◆ **Istruzioni dell'esercizio**
Elenca ogni riga dei dati seguenti in cui compare la stringa "brown".

*****

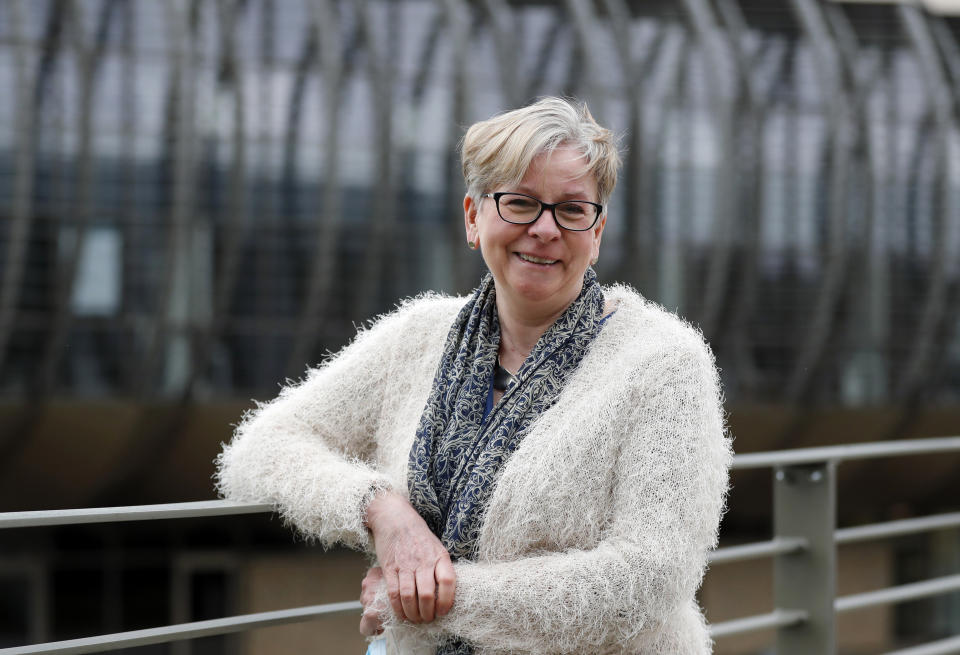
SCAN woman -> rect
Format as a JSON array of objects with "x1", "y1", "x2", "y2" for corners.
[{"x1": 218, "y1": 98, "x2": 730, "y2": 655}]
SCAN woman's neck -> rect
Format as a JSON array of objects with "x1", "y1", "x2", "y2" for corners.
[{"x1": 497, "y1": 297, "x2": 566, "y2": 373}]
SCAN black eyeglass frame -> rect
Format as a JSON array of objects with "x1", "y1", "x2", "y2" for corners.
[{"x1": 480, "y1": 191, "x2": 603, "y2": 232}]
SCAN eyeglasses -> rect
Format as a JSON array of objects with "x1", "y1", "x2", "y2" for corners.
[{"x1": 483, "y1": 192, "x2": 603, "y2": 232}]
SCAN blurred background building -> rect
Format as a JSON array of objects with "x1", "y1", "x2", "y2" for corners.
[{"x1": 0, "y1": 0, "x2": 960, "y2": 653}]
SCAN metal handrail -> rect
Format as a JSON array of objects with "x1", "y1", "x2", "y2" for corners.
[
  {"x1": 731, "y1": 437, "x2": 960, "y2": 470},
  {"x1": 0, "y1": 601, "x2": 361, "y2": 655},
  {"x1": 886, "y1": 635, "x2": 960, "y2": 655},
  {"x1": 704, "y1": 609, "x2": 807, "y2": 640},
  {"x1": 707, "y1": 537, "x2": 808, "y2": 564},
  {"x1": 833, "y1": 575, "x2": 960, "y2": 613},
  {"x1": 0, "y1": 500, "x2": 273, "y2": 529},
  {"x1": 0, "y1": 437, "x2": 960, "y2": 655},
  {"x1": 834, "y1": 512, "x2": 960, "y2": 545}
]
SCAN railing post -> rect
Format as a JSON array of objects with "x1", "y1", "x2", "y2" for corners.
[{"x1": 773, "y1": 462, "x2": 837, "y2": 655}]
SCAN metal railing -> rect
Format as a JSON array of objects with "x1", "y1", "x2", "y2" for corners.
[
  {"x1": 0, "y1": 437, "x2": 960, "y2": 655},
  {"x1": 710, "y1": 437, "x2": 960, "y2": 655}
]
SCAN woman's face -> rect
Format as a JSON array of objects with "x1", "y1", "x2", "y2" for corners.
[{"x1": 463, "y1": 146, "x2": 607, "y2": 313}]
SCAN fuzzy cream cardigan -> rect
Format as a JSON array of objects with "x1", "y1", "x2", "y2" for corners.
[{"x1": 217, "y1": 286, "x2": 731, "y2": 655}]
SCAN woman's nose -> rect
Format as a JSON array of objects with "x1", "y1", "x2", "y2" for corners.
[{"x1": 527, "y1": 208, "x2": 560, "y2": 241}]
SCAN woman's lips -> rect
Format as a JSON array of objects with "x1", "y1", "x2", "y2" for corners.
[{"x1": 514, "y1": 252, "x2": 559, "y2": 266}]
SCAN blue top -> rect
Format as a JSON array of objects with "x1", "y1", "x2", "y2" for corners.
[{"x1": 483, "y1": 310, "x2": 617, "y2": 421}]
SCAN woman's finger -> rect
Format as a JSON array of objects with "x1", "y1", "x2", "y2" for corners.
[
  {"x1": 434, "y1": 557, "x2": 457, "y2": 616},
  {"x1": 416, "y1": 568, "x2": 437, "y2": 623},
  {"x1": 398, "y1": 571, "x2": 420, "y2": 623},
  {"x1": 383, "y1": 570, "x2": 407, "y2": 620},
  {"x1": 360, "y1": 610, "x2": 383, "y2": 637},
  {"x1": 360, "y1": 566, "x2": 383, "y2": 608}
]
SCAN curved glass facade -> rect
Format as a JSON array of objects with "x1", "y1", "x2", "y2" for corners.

*****

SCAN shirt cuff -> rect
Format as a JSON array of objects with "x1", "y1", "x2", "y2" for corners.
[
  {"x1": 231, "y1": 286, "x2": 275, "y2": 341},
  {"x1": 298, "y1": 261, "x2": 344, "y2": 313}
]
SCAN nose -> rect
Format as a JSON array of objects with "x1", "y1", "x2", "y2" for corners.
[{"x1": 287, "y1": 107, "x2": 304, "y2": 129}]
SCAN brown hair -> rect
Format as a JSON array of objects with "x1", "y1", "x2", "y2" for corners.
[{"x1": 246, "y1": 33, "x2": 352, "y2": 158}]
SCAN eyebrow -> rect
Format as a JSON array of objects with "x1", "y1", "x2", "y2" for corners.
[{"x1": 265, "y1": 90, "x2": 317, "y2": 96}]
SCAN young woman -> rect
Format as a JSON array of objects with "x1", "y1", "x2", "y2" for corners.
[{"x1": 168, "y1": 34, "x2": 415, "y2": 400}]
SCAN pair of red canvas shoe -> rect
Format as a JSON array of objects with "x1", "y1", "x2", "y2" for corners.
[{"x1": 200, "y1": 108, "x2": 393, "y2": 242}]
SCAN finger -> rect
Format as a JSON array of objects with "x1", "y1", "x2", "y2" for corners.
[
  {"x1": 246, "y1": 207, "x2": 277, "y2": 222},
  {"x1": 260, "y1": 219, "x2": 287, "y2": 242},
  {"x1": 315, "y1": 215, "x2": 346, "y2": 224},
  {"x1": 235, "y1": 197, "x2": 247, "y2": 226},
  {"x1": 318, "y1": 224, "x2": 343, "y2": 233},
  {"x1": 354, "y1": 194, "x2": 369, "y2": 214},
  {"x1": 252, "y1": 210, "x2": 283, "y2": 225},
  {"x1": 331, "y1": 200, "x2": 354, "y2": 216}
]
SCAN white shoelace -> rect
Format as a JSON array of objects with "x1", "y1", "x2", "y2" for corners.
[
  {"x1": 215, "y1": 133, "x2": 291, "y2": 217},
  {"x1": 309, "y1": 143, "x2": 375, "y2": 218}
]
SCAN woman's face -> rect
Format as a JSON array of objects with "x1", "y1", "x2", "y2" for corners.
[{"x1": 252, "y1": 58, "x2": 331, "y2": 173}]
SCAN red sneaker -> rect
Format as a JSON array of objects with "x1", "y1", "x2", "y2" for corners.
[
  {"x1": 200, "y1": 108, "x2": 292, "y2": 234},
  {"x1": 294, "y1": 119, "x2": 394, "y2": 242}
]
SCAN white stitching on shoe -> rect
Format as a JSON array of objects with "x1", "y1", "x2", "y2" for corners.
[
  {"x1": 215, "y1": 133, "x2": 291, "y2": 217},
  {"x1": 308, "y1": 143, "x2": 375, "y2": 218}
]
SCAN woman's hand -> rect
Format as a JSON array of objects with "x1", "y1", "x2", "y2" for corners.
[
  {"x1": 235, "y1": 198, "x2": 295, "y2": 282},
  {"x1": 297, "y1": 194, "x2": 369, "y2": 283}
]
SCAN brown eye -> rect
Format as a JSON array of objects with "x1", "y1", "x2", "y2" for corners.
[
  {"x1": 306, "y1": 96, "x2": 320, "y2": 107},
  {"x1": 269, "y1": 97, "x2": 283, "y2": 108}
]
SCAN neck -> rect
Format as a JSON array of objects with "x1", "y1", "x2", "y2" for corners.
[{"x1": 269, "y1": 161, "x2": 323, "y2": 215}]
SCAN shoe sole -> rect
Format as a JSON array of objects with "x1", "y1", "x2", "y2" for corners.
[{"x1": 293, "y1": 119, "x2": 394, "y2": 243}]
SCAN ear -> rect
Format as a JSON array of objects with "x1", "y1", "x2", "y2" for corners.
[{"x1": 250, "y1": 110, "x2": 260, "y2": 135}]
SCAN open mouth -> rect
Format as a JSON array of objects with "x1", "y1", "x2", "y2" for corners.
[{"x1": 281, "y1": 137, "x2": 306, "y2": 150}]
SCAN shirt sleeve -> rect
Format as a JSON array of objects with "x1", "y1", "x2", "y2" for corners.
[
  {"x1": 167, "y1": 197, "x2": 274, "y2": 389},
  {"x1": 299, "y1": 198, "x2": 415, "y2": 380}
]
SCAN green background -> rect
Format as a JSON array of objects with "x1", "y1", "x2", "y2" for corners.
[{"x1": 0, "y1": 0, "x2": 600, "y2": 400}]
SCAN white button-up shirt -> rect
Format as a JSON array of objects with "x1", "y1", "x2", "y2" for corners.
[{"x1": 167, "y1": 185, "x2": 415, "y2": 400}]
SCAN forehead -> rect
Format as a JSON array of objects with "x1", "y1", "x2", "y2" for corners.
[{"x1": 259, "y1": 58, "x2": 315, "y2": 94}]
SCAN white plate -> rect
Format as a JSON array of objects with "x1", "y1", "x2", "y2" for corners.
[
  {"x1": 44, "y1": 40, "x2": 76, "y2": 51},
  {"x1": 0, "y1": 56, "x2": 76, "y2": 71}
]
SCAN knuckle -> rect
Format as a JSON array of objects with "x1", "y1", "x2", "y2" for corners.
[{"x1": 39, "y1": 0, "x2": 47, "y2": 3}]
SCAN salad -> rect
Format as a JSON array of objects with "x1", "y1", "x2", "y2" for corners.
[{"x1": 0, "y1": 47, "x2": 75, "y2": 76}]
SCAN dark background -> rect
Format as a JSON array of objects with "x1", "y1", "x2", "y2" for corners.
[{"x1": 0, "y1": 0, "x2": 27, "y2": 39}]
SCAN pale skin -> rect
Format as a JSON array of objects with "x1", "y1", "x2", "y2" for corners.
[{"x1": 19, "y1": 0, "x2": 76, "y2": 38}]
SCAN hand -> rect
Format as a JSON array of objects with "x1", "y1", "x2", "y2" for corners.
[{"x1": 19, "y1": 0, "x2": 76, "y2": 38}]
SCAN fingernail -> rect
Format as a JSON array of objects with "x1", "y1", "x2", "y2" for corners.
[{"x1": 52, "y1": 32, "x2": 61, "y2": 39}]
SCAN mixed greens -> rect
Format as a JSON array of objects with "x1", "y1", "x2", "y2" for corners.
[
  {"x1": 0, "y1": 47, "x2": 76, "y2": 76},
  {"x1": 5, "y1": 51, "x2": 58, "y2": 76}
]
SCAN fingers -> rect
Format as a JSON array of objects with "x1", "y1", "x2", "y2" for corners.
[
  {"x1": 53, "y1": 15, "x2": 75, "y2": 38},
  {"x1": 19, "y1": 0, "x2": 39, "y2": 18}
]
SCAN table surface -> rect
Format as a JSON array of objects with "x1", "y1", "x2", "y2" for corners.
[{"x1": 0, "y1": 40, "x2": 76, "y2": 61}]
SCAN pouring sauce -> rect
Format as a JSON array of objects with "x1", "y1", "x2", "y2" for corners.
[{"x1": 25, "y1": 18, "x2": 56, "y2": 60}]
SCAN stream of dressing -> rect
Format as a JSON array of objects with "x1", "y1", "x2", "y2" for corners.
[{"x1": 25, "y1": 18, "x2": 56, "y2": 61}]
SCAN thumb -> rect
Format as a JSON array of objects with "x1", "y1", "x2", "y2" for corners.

*****

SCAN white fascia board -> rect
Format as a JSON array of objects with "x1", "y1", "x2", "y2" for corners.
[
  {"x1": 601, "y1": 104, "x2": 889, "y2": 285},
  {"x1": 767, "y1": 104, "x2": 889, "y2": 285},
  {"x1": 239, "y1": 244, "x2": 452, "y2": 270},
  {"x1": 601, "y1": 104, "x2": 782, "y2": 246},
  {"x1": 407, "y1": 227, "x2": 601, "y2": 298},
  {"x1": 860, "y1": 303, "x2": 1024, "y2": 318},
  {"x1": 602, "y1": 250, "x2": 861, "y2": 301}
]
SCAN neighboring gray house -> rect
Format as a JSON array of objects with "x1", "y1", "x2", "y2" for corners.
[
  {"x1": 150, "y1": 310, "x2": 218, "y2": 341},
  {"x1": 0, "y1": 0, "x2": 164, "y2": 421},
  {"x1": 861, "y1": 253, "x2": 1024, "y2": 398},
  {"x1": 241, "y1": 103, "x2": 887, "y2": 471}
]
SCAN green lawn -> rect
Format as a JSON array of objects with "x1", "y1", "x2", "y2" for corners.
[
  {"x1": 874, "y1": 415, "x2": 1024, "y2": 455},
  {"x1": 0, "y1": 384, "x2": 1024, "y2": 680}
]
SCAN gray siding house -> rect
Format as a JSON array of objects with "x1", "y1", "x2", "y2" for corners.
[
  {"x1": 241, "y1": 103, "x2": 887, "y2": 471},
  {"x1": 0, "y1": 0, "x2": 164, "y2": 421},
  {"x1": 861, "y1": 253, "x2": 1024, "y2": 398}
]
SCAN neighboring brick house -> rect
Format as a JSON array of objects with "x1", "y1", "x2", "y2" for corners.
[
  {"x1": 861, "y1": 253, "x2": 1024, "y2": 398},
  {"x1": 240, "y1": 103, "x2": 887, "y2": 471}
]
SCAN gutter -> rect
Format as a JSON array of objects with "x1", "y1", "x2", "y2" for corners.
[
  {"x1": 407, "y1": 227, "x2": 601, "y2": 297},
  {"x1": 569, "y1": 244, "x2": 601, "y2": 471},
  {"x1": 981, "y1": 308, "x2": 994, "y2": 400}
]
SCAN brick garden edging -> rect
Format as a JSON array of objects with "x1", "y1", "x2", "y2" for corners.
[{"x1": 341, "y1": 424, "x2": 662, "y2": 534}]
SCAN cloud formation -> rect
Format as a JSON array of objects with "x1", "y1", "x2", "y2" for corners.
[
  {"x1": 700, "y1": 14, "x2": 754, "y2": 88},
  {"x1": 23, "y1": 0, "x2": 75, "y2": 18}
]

*****

◆ **Risposta corretta**
SCAN brown hair -> rect
SCAN brown eye -> rect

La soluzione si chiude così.